── KUTIPAN TEKS ──

Frits mengakui, hampir setiap saat dilewati oleh warga yang berkebun di sekitar kawasan tersebut untuk mencari titik-titik air atau genangan air di kali dan menggunakannya secara bebas atau mandi, ini terlihat ada bekas bungkusan sabun di beberapa titik sepanjang kali tersebut.

Belum lagi, kata dia, kondisi kawasan hutan di sepanjang Kamp Wolker sampai Kojabu 2 dalam kondisi kritis karena ada pembukaan lahan secara liar oleh oknum warga untuk berkebun.

Lalu, pemantauan dua Intake air di Buper milik PDAM dimana Intake 1 dalam kondisi debit airnya menurun namun masih dalam batas normal, sedangkan Intake 2 debit airnya masih cukup.

"Kedua intake air tersebut tidak memiliki sistem pengamanan yang maksimal. Hampir setiap saat terutama hari Sabtu dan Minggu warga mendatangi dua intake di Buper untuk mandi dan mencuci," katanya.

Kemudian, pemantauan Intake PDAM di kawasan Ajen, menurut Frits, di lokasi ini, PDAM Jayapura memiliki lima intake air yakni Intake Polimak, Intake Kodam Lama atau Ampera, Intake Paulus Dok V, Intake eks Rumah Sakit Aryoko dan Intake Kota atau Bak Beton.

"Kelima intake air dalam kondisi debit airnya menurun drastis karena kemarau, tidak memiliki sistem pengamanan yang maksimal dan kawasan hutan dalam kondisi kritis dikarenkan adanya pembukaan lahan oleh warga untuk berkebun," katanya.

Selanjutnya, pemantauan di Intake Kloofkam, dimana PDAM Jayapura memiliki satu intake dalam kondisi debit airnya menurun  masih dalam batas normal.

"Disini, selain PDAM Jayapura, ada dua intake ilegal di bawah penguasaan pengusaha dan beberapa warga. Intake milik PDAM tidak memiliki sistem pengamanan yang maksimal. PDAM juga pernah membangun satu intake khusus untuk disalurkan ke RSUD Dok II namun diblokade oleh pemilik hak ulayat, suku Haay dan Yoafifi," katanya.

───
── BARIS DATA ──

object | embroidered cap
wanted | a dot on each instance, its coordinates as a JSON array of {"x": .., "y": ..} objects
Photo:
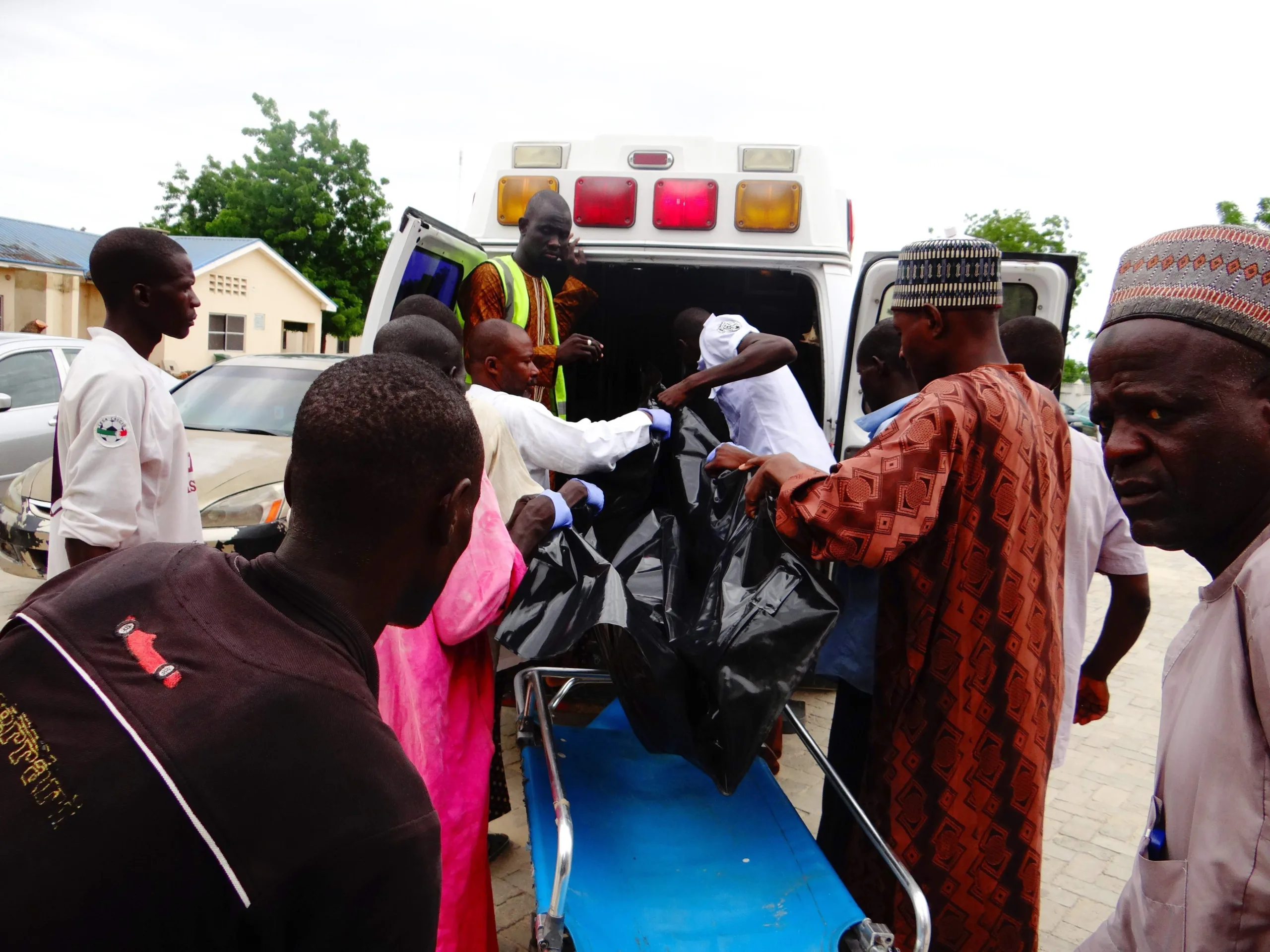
[
  {"x": 959, "y": 272},
  {"x": 1216, "y": 276}
]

───

YANG HARUS DIKERJAKAN – Lanjutkan kutipan teks tentang pemantauan intake air PDAM Jayapura mulai dari sesudah kalimat terakhirnya. Baris-baris data di atas merupakan bahan tersendiri yang terpisah dari kutipan teks.

JAWABAN AKHIR –
Menurut penjaga intake dan kawasan hutan di sepanjang Kali Kem, Sepi Karubaba, bahwa ada ancaman serius terhadap hutan karena ada pembukaan lahan oleh warga sekitar untuk berkebun.

Sedangkan, pemantauan di Intake Entrop, kata dia, ada dua sumber air di kawasan Entrop. PDAM Jayapura memiliki dua intake.

"Selain PDAM, ada dua intake lain di bawah penguasaan Tony Dawir dan Bintang Mas untuk tujuan komersil. Pada sumber air pertama, Intake milik PDAM letaknya berada di bawah intake Tony Dawir dan Bintang Mas. Aliran air diarahkan sepenuhnya pada intake Tony Dawir dan Bintang Mas," katanya.

Sehingga, lanjut dia, Intake milik PDAM Jayapura hanya menerima sisa air dari dua intake tersebut, yang berdampak pada debit air sangat kurang karena kemarau.

"Dulu pernah dilakukan kesepakatan antara Pemkot Jayapura dengan Tony Dawir dan Bintang Mas agar dilakukan sistem buka tutup untuk menampung air. Kesepakatan hanya berjalan 1 minggu," katanya.

Frits katakan bahwa dua intake milik PDAM di Entrop sudah tidak layak dan sangat tidak aman karena telah terjadi pembukaan lahan oleh warga sekitar untuk berkebun. 

"Sehingga kami bisa simpulkan bahwa kelangkaan air di Kota Jayapura yang telah berlangsung selama kurang lebih 6 bulan, sejak Oktober 2019 hingga Maret 2020 karena kemarau dan pengrusakan serta penggunaan komersil oleh pihak lainnya," katanya.

Kelangkaan air tersebut, kata dia, hanya terjadi di beberapa wilayah seperti sebagian Polimak, sebagian Entrop, sebagian Abepura, sebagian daerah Dok, Abepura, serta sebagian Waena dan Yoka.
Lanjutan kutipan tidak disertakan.